• Cosa fare:
1. Nel brano sul film, quali parti sono racchiuse tra parentesi o tra due trattini? Elencale tutte.
2. Ripeti senza cambiare nulla la parte del brano che parte dalle parole "Lo dicevamo nel" e arriva fino a "storie sul calcio.", comprese queste ultime.

• Brano citato:
Lo dicevamo nel post di inaugurazione del blog. Esistono tanti bei film ( e bei libri ) sullo sport. Esistono grandi  - direbbero i sociologi - narrazioni sullo sport. Ma poche storie sul calcio. 
Torniamo però ad alcune considerazioni marginali sul film. Chiaramente, come direbbe il mio amico Salvo che fa il regista, la pellicola si presta a vari piani di interpretazione. La cosa più importante sembra essere l’incontro tra Mandela ed il capitano della Nazionale sudafricana, da cui la squadra trarrà la forza per andare a vincere il titolo. Il rapporto tra vecchio Presidente di colore e il giovane WASP boero esprime il senso della lotta, della speranza di costruire un paese nuovo e di vincere un insperato Mondiale. Ma di sicuro, qualcuno avrà notato il fatto che alla fine del Rugby a Mandela non gliene poteva fregare di meno: i Mondiali erano diventati un affare politico, un Instrumentum regni per dimostrare l’unità del paese ancora ferito, in un contesto - quello del rugby appunto - prettamente bianco.

[Estratti da un dataset di annotazioni di luoghi]

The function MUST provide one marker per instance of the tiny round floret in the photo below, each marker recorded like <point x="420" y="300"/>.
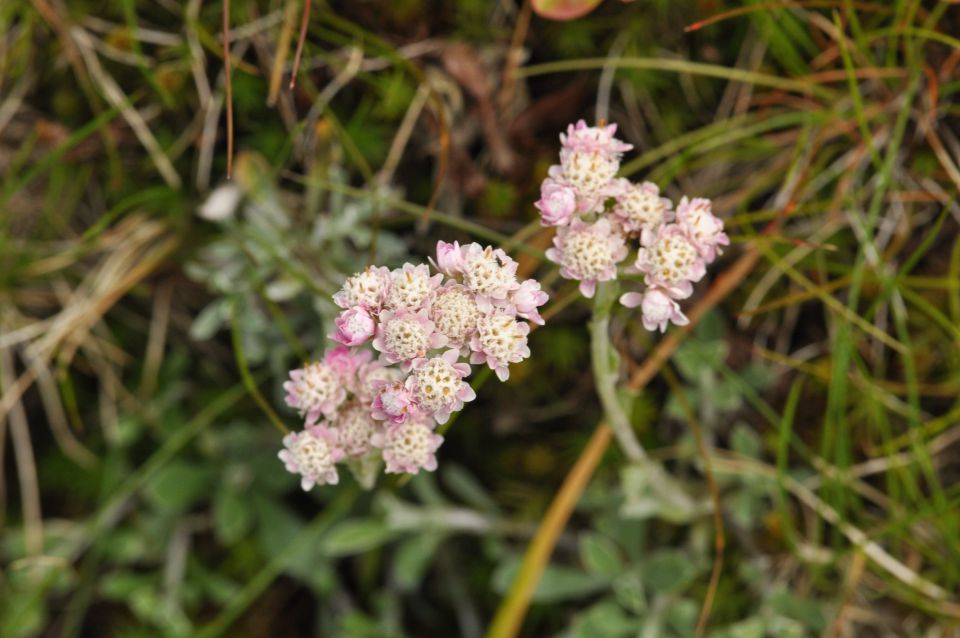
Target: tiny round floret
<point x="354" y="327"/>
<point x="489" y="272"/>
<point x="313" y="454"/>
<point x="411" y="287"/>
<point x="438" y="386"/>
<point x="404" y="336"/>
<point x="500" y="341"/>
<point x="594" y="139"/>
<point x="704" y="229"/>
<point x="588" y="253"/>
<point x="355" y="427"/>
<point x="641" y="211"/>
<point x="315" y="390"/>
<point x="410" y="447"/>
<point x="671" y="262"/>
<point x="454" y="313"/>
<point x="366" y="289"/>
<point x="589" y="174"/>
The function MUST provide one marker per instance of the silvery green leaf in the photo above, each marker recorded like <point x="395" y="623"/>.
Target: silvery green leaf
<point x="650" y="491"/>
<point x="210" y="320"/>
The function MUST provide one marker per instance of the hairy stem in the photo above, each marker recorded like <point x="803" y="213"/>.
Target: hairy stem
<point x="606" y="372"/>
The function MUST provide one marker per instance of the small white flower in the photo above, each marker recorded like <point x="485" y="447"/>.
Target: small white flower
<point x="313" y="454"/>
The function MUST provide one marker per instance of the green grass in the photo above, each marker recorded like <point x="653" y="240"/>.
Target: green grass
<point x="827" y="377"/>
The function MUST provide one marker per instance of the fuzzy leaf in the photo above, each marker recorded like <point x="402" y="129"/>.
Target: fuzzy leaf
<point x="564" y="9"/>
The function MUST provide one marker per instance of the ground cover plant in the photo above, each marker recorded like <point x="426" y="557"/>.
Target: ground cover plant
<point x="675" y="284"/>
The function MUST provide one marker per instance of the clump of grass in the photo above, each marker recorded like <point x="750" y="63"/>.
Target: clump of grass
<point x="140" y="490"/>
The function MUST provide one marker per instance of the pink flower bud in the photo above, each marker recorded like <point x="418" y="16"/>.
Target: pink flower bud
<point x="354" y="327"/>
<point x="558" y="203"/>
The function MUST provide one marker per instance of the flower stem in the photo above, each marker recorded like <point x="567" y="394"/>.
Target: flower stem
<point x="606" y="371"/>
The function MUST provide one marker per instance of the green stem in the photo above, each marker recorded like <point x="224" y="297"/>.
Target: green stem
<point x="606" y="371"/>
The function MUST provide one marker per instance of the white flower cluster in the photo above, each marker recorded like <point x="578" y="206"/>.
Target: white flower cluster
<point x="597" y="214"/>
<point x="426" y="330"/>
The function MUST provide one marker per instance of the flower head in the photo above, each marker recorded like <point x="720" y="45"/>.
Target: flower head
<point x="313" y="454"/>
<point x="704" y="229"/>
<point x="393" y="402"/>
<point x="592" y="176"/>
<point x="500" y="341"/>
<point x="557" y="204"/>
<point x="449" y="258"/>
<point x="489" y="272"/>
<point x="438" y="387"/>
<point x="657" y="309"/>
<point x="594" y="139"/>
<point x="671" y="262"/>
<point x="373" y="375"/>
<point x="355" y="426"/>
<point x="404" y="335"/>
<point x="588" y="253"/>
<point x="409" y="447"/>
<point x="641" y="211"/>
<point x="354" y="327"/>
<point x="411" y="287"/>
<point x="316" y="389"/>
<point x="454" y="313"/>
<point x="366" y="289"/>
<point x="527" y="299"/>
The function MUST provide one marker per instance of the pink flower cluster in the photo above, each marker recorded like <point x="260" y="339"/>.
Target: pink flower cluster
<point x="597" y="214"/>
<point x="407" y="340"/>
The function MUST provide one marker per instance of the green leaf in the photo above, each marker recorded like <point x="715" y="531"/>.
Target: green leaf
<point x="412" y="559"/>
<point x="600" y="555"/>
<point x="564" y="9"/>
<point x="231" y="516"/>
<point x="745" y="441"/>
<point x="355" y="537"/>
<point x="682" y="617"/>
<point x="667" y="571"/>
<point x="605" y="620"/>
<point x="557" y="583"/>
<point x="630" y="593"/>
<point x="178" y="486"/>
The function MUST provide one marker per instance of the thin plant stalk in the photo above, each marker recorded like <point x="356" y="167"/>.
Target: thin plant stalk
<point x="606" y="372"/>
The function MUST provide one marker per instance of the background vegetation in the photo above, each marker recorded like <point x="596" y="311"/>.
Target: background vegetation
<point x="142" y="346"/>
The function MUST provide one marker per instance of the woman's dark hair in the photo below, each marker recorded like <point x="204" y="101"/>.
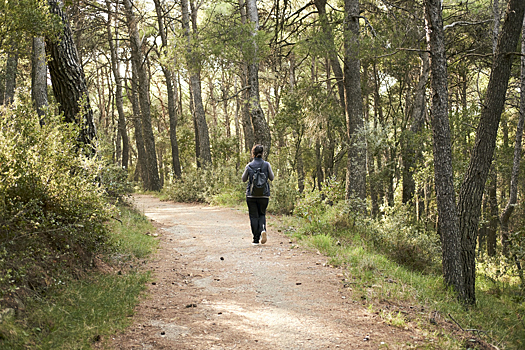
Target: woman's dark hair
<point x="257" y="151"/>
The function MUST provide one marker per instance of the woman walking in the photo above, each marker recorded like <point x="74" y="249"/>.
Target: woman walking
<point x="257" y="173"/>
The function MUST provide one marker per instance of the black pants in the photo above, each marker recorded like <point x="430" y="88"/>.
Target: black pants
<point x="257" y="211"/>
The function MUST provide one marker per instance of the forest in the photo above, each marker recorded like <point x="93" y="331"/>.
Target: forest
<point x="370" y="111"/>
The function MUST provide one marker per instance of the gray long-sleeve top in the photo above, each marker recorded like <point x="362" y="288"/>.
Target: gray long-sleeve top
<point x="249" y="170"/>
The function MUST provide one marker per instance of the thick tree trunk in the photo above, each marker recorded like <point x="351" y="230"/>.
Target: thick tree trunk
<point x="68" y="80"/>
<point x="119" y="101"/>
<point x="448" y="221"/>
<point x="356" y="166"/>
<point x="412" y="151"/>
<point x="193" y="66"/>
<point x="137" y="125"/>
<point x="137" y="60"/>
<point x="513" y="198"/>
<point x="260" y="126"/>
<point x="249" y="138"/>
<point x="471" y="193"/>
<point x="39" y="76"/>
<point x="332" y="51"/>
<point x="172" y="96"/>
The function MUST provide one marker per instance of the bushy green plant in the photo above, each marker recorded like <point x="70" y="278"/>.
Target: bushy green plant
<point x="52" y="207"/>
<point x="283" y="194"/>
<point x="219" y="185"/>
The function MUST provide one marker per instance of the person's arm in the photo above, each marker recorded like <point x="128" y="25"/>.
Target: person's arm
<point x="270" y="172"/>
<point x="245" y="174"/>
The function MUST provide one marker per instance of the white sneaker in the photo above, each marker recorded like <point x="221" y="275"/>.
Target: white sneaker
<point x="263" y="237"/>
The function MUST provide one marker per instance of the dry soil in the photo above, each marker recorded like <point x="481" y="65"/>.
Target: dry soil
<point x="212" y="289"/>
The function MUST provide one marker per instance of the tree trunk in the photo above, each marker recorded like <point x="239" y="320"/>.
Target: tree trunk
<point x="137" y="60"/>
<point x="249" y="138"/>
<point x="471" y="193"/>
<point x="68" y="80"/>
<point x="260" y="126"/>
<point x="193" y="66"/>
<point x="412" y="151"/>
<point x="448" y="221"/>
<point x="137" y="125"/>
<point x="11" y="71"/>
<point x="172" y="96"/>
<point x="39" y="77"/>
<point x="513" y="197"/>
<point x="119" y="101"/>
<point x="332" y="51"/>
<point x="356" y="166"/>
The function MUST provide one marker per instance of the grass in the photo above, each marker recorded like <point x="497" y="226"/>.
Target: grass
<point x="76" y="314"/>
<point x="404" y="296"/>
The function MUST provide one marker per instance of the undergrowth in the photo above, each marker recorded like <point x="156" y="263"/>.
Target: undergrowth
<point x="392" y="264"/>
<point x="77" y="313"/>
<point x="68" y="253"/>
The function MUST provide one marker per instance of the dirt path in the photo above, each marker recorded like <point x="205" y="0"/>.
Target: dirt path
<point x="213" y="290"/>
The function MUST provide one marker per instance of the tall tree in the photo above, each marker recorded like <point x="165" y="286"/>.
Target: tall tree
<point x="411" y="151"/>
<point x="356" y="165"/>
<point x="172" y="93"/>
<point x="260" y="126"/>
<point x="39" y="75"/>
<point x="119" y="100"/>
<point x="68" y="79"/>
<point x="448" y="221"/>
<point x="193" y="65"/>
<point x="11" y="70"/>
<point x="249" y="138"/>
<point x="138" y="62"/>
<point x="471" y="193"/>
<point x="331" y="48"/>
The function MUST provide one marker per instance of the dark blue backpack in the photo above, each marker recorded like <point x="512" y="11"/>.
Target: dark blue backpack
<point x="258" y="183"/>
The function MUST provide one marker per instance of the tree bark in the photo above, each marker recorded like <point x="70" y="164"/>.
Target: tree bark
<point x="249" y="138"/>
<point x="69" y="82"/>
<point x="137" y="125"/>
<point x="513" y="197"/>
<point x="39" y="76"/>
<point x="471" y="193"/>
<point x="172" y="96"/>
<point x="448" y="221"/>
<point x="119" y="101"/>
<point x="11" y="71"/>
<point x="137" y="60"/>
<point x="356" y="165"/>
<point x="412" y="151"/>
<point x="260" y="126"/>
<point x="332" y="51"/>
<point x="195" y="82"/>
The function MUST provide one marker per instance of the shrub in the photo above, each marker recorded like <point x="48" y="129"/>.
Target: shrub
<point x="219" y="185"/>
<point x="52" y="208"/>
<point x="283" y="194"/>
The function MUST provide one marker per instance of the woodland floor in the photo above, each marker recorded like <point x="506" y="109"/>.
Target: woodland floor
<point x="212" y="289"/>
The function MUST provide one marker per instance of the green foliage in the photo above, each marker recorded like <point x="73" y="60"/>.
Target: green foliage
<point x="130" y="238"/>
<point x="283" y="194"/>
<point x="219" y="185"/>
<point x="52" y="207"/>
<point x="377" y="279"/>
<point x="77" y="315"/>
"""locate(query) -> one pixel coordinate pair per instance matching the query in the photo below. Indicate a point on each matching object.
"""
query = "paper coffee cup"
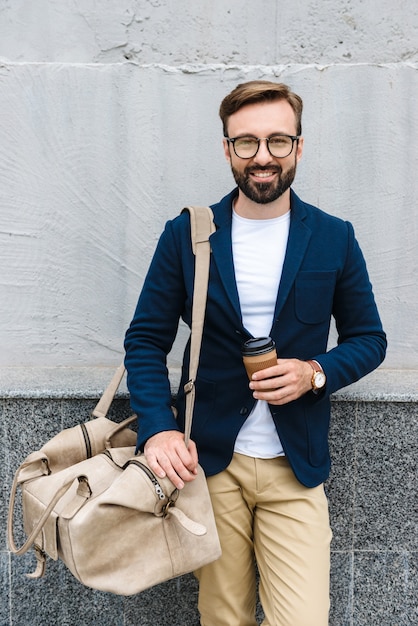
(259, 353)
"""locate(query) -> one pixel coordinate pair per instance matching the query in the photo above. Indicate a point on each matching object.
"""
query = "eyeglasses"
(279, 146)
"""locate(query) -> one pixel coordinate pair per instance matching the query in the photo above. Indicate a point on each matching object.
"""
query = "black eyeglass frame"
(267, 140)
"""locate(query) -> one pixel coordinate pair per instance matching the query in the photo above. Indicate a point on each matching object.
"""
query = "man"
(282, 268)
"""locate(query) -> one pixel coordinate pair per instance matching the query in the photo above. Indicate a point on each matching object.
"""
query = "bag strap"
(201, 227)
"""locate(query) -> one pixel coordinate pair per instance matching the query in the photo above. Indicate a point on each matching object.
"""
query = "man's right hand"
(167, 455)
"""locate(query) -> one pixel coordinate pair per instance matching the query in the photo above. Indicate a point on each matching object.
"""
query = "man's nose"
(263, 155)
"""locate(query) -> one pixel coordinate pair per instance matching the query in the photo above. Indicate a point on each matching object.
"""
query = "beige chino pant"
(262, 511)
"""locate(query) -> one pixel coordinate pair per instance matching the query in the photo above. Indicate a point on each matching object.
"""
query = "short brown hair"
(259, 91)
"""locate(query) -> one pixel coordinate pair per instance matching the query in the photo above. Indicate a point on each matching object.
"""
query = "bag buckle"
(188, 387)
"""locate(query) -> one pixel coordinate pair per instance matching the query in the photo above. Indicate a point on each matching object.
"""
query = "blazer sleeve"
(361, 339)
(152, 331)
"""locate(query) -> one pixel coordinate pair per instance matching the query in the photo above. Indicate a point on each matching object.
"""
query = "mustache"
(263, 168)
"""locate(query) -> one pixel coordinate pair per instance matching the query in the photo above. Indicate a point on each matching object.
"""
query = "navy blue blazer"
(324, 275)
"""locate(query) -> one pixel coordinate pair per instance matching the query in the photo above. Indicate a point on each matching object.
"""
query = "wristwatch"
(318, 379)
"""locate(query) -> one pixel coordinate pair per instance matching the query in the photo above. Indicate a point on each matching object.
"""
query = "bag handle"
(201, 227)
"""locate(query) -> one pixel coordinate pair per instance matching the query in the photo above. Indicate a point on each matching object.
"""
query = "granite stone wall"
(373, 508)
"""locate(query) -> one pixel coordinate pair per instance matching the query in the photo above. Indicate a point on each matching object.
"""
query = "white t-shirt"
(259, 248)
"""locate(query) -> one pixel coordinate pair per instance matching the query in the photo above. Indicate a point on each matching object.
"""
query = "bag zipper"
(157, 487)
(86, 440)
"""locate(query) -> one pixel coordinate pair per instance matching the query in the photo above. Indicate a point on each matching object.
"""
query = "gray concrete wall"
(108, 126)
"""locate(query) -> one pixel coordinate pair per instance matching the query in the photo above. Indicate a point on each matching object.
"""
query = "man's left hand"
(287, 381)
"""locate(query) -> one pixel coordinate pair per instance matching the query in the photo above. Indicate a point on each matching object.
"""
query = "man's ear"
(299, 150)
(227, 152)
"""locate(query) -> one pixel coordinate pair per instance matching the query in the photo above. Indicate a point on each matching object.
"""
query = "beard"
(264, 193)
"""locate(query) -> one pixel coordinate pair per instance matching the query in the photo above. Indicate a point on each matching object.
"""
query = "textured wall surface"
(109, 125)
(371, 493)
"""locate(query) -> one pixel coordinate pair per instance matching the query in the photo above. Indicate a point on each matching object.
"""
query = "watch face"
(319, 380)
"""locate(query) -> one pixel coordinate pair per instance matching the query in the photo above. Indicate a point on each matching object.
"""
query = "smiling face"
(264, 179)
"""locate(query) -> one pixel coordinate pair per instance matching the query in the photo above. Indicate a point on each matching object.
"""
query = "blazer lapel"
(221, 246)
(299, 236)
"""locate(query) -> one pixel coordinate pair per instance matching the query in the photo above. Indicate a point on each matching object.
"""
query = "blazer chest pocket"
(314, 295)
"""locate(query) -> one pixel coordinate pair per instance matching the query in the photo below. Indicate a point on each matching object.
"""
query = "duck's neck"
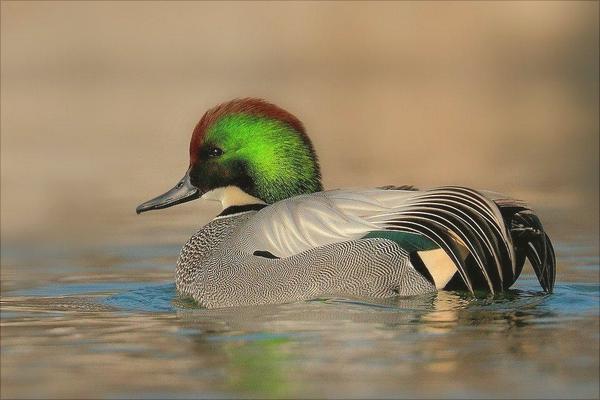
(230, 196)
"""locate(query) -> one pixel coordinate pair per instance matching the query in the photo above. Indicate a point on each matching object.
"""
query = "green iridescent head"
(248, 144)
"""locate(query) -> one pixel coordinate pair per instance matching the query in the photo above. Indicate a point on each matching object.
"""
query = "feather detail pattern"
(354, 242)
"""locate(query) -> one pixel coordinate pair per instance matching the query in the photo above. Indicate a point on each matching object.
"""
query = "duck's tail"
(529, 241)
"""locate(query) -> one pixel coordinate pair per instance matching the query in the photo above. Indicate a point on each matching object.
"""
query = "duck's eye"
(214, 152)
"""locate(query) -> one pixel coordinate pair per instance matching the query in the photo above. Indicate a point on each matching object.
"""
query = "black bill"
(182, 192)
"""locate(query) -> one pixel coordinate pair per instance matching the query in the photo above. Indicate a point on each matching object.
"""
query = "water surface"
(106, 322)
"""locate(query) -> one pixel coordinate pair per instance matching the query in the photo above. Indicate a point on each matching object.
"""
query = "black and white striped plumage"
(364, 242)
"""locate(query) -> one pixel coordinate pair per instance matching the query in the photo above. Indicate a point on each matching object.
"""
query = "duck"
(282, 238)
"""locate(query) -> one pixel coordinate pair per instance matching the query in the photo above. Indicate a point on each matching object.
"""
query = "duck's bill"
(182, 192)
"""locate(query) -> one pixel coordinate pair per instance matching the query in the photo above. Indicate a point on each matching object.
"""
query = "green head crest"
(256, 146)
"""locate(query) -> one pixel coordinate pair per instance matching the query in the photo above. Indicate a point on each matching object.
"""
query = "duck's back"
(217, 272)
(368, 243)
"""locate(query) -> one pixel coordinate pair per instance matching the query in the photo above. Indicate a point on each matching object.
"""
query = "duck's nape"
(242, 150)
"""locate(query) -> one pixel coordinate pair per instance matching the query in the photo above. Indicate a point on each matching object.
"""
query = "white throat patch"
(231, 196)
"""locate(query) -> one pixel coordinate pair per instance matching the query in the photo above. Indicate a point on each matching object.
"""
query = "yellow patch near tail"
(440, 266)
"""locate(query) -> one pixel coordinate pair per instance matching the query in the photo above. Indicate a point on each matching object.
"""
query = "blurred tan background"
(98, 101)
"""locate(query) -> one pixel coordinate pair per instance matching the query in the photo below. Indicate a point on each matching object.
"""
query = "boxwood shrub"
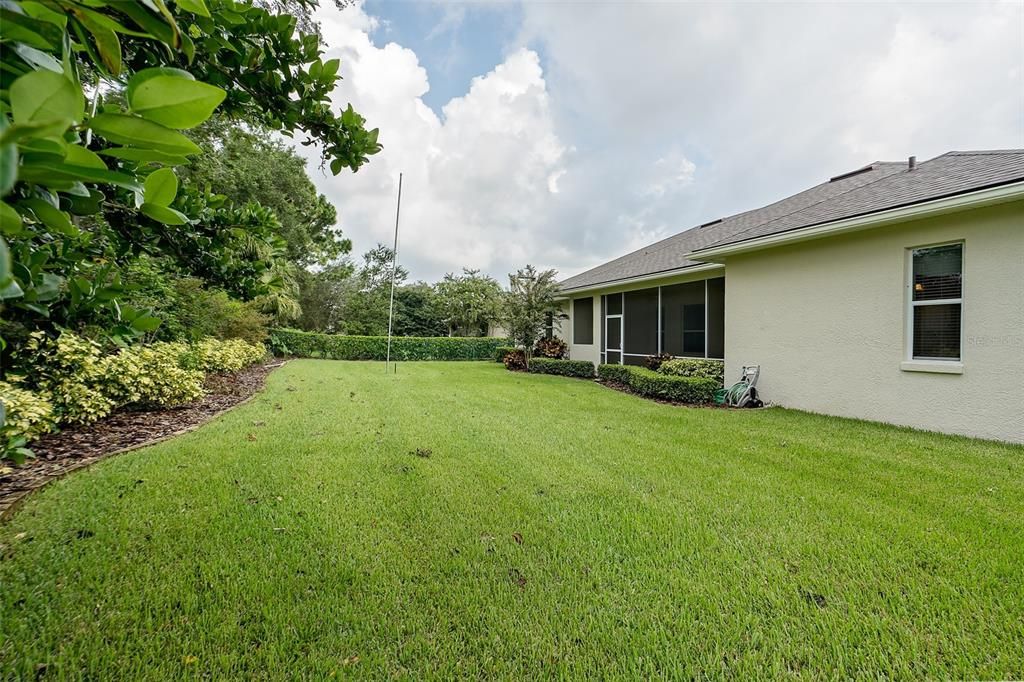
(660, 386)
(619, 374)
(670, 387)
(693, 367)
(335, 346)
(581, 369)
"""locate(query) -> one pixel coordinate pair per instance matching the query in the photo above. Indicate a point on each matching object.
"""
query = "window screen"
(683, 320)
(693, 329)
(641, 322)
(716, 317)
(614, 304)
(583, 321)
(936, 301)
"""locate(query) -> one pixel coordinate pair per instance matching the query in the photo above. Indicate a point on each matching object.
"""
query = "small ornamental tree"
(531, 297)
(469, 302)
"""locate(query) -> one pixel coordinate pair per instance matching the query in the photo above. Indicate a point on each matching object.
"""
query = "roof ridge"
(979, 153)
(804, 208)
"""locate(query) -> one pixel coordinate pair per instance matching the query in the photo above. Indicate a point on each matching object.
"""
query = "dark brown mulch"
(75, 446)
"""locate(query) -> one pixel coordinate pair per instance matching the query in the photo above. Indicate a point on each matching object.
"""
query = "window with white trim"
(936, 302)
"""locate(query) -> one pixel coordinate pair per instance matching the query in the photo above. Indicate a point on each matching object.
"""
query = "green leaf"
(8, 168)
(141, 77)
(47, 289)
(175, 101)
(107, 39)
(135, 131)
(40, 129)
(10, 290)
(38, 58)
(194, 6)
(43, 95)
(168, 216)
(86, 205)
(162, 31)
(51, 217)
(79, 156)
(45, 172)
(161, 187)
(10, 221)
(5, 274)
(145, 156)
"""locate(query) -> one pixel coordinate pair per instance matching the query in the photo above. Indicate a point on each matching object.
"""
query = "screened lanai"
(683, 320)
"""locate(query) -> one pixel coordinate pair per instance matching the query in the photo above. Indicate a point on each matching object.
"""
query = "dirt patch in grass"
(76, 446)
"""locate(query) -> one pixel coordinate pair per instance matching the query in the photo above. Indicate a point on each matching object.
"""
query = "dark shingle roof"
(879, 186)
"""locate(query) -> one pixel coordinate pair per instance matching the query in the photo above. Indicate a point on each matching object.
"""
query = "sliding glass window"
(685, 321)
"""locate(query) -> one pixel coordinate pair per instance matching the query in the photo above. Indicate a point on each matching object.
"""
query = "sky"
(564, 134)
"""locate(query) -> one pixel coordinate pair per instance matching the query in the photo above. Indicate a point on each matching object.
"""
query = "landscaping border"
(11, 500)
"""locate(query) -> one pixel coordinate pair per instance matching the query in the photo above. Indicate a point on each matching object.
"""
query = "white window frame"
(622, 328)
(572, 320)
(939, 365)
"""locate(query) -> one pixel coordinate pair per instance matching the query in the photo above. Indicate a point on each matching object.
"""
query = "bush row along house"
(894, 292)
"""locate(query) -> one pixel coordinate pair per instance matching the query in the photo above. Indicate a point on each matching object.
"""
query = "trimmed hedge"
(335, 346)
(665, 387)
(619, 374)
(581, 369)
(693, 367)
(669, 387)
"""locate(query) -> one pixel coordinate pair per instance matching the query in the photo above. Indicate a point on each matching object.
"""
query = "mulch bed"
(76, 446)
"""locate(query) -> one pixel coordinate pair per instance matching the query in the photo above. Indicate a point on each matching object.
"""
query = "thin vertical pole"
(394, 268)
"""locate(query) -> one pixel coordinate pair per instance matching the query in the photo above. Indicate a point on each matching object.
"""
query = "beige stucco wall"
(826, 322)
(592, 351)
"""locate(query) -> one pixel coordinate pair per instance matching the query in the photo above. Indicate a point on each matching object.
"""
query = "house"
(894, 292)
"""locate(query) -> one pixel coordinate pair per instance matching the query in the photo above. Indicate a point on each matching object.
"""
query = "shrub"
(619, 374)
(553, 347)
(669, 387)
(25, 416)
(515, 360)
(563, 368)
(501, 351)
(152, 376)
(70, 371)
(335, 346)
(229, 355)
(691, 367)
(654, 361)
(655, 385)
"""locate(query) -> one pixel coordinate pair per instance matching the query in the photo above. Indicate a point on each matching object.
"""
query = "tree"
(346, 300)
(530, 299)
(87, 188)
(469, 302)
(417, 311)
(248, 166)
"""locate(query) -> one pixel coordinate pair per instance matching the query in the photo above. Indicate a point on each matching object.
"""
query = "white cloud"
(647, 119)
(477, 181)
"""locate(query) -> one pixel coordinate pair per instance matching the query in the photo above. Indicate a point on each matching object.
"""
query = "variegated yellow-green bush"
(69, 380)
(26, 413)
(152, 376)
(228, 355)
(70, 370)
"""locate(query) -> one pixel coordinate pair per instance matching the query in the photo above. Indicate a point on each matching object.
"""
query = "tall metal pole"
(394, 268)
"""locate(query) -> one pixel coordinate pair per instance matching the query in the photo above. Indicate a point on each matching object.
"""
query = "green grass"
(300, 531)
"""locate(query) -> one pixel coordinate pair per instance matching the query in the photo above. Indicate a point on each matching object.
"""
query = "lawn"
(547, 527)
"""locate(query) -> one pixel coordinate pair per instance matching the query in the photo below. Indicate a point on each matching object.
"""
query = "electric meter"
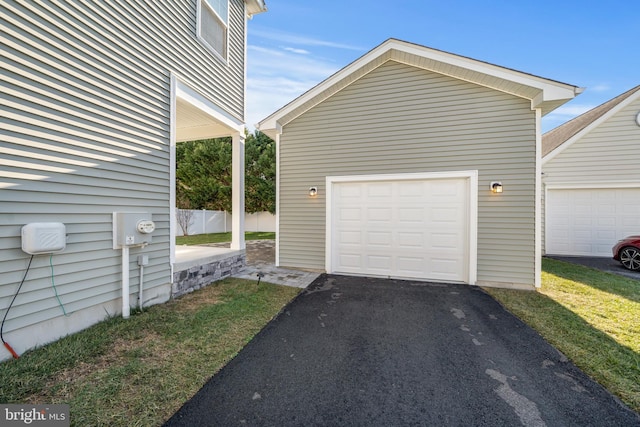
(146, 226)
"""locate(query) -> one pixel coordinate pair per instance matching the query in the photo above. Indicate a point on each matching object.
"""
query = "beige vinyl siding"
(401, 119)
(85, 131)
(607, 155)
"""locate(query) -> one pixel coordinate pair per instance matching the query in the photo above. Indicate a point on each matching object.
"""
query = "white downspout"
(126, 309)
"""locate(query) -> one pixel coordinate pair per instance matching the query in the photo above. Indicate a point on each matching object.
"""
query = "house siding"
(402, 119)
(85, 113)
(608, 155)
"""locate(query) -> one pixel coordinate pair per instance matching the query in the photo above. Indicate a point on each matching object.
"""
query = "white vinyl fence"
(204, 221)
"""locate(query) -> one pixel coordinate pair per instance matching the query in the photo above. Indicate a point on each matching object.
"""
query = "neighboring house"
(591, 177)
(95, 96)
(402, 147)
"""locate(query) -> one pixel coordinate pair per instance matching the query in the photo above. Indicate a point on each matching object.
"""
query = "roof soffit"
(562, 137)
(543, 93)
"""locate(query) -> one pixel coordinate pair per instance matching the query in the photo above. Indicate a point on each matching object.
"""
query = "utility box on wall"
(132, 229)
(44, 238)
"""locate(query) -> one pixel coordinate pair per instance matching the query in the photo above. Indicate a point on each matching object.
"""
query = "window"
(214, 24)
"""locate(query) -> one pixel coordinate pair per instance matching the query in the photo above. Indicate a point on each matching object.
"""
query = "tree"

• Risposte in ordine:
1.
- e bei libri
- direbbero i sociologi
- quello del rugby appunto

2.
Lo dicevamo nel post di inaugurazione del blog. Esistono tanti bei film ( e bei libri ) sullo sport. Esistono grandi  - direbbero i sociologi - narrazioni sullo sport. Ma poche storie sul calcio.